# Source records start

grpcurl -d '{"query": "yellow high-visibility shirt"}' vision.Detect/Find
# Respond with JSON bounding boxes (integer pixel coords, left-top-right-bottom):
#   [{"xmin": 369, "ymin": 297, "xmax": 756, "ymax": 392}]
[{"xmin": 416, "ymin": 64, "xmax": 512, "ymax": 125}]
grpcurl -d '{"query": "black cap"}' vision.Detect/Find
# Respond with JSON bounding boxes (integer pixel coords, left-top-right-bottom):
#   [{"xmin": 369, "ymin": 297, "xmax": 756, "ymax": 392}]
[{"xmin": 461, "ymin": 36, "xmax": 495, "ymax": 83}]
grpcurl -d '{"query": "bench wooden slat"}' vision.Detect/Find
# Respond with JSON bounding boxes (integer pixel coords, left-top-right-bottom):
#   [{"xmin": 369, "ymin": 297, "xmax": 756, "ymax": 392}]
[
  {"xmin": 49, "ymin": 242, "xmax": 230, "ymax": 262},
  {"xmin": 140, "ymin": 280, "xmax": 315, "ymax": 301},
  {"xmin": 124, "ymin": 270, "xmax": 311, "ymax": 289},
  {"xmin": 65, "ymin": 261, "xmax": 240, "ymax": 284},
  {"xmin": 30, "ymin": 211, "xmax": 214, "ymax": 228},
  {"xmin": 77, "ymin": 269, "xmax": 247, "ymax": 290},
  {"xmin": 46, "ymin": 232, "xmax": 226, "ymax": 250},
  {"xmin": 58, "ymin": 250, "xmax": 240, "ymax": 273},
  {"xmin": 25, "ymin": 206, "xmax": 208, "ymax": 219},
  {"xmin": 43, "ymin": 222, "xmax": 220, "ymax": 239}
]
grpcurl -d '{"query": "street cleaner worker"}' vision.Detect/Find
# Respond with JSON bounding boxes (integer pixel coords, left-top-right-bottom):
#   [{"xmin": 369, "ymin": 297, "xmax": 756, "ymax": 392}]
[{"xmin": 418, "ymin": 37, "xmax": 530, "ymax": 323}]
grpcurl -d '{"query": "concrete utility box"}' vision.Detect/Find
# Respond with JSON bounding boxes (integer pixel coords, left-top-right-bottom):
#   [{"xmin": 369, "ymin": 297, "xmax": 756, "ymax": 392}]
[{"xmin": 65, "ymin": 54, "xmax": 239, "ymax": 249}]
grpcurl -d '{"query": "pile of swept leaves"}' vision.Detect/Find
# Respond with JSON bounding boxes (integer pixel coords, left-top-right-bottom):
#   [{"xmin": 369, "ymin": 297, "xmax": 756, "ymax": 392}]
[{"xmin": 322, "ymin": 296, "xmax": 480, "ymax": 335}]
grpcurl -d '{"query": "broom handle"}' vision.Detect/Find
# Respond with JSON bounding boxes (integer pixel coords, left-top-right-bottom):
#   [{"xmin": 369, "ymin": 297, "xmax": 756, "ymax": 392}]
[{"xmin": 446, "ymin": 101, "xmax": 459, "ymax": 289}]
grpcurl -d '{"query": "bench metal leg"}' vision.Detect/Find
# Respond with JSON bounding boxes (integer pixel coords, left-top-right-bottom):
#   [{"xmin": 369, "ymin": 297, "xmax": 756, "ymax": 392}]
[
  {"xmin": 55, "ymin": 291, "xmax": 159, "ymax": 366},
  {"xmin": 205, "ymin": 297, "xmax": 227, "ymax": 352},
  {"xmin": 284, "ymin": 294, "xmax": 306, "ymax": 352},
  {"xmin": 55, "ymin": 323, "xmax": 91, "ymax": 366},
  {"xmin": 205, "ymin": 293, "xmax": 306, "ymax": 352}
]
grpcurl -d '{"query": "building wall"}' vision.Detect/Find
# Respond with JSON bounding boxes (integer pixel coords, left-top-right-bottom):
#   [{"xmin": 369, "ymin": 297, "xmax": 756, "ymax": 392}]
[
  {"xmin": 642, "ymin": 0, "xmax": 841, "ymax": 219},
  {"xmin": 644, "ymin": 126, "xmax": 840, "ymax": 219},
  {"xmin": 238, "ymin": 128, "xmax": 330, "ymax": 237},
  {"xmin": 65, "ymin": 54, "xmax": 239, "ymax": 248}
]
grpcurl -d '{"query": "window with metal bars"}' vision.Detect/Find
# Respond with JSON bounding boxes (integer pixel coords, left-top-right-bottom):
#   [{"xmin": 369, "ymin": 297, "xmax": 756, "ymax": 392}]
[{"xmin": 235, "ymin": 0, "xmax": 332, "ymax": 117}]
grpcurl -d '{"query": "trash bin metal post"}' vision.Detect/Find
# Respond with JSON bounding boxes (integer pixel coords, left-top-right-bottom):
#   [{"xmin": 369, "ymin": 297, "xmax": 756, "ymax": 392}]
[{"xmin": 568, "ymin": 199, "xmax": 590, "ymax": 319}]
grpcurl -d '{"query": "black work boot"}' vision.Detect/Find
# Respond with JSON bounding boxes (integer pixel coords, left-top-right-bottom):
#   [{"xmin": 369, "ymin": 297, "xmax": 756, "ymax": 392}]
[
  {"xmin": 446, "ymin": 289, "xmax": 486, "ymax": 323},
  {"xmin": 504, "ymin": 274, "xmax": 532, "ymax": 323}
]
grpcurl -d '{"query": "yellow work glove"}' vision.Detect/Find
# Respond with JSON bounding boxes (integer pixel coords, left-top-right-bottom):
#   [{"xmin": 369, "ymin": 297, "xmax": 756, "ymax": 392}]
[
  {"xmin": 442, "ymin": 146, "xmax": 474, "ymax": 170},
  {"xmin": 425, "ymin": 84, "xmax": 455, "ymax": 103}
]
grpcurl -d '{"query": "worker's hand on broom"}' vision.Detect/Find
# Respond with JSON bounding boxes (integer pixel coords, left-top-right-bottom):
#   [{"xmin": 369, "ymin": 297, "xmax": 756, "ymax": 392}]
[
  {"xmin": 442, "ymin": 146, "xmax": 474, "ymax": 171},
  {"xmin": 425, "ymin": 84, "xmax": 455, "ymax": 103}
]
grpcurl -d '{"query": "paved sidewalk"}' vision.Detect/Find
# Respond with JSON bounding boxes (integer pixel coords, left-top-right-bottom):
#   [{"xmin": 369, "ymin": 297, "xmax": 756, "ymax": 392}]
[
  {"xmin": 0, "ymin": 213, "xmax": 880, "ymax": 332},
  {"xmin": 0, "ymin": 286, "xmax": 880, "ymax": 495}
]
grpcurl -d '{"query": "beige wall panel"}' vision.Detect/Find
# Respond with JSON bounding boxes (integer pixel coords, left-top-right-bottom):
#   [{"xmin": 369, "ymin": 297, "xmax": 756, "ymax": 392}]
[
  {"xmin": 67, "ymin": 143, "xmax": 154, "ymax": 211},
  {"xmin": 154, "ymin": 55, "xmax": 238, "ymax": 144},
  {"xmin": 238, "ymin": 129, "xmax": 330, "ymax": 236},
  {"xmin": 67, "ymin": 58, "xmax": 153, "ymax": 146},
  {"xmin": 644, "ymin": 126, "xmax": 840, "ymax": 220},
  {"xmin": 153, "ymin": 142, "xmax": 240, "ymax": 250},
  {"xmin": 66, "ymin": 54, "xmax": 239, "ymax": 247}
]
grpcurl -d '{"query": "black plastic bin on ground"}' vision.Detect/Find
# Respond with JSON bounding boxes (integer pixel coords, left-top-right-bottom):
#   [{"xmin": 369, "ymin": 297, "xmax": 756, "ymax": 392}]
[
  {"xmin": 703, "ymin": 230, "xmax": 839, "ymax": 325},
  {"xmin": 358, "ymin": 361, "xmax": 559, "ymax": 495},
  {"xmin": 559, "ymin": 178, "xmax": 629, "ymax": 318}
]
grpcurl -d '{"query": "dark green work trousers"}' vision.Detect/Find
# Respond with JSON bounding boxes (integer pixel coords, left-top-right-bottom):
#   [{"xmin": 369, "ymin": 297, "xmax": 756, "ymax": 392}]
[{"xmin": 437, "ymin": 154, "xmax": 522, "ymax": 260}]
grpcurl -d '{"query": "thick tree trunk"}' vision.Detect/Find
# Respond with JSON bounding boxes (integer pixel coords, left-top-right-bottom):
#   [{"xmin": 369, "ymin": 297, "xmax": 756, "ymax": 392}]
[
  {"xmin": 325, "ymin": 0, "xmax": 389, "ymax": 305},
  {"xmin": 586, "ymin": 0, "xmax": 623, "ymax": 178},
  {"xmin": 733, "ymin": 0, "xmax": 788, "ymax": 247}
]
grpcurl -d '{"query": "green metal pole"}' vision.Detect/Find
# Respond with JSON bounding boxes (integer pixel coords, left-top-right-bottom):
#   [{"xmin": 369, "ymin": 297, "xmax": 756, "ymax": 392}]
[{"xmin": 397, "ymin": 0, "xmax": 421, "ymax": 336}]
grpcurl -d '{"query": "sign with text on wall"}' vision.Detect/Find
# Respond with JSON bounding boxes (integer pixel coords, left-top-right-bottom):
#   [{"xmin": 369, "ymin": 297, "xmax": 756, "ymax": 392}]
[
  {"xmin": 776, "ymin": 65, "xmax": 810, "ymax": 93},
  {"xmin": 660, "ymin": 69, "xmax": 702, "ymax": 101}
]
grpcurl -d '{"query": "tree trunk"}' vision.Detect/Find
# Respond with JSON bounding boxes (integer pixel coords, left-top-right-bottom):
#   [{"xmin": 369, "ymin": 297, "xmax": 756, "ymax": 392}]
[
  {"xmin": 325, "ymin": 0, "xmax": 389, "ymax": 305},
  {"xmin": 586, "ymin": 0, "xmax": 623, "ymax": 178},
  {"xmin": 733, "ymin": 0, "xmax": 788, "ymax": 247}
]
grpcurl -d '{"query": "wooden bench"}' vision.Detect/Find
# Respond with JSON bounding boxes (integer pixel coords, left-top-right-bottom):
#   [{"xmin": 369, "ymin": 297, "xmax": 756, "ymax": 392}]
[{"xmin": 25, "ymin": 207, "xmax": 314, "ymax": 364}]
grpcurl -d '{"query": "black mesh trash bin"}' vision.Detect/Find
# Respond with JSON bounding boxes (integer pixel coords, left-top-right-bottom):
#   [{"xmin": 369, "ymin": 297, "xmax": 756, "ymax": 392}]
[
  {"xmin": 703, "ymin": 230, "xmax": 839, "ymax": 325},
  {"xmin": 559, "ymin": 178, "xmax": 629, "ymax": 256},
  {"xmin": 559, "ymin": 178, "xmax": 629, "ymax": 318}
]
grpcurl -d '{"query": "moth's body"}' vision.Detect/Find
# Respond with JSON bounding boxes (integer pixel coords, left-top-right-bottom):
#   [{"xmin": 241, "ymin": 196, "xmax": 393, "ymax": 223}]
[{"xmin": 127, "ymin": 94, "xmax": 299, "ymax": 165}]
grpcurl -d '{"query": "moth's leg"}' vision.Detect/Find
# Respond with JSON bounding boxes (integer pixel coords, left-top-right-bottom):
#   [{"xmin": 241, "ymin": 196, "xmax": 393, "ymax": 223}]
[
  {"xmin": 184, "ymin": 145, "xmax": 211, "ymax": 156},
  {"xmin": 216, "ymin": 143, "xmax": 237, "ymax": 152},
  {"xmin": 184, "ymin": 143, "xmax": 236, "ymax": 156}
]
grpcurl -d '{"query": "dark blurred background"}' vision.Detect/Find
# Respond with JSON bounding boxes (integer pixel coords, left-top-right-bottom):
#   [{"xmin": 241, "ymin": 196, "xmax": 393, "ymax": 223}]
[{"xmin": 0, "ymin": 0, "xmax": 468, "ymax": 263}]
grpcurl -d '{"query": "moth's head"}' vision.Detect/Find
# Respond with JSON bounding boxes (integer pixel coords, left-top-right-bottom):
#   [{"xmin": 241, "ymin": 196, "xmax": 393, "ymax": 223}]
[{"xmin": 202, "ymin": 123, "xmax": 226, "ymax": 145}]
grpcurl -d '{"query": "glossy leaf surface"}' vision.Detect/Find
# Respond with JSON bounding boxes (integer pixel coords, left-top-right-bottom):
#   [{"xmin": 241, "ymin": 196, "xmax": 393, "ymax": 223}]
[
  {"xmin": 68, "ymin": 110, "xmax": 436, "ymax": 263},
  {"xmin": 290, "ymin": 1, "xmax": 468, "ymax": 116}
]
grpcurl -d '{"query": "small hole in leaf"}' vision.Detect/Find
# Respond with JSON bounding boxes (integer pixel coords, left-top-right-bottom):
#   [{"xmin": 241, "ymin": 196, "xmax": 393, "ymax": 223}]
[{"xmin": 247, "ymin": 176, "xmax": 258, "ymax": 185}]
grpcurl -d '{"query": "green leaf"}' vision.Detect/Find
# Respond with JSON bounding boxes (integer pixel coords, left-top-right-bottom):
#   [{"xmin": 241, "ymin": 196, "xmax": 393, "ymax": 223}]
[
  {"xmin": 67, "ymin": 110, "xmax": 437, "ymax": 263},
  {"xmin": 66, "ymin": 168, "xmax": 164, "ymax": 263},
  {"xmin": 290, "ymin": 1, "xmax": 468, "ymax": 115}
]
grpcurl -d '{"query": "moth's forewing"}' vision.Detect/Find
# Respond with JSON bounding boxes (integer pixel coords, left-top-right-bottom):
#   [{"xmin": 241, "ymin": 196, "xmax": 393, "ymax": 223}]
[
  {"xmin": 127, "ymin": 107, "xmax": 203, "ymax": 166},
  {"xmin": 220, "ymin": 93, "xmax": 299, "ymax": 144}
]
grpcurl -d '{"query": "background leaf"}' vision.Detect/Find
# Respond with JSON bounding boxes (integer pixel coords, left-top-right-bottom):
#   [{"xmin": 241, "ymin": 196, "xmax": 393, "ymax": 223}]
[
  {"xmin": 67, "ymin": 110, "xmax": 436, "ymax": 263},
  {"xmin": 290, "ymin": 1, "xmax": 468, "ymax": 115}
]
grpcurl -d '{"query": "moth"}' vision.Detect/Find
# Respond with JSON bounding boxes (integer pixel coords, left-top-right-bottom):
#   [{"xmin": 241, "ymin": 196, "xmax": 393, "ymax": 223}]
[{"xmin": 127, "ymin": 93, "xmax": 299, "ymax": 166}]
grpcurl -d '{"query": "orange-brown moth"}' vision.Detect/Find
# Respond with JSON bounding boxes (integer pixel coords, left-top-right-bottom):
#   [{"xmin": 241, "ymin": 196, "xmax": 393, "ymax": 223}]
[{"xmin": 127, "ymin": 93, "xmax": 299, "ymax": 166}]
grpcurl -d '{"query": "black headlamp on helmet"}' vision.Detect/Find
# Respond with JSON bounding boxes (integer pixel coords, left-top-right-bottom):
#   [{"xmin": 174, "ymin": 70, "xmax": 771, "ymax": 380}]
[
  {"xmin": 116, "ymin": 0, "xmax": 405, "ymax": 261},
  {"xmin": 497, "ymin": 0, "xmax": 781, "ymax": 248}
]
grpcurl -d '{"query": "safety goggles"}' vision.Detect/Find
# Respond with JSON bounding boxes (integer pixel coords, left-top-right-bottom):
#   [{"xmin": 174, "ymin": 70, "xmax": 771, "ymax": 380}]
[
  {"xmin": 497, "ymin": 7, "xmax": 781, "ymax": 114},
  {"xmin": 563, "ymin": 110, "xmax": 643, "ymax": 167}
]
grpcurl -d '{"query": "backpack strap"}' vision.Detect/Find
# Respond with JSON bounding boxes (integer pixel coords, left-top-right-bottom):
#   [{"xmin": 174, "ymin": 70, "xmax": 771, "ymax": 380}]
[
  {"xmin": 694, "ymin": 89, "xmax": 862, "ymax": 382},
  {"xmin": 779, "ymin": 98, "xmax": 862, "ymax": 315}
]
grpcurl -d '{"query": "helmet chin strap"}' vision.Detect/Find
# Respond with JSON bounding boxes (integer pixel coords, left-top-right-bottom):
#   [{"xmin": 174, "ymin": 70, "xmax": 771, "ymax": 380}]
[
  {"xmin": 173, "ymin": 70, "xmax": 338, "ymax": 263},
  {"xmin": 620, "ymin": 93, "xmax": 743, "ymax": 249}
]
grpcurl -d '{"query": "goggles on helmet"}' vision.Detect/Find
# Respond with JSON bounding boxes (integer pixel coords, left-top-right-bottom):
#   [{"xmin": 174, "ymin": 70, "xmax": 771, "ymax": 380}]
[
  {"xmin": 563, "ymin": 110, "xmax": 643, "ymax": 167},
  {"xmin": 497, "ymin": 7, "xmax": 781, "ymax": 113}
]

# Source records end

Filter the data above, keeping every line that contains the string "goggles". Treat the match as case-sensitive.

grpcurl -d '{"query": "safety goggles"}' vision.Detect/Find
grpcurl -d '{"query": "goggles on helmet"}' vision.Detect/Find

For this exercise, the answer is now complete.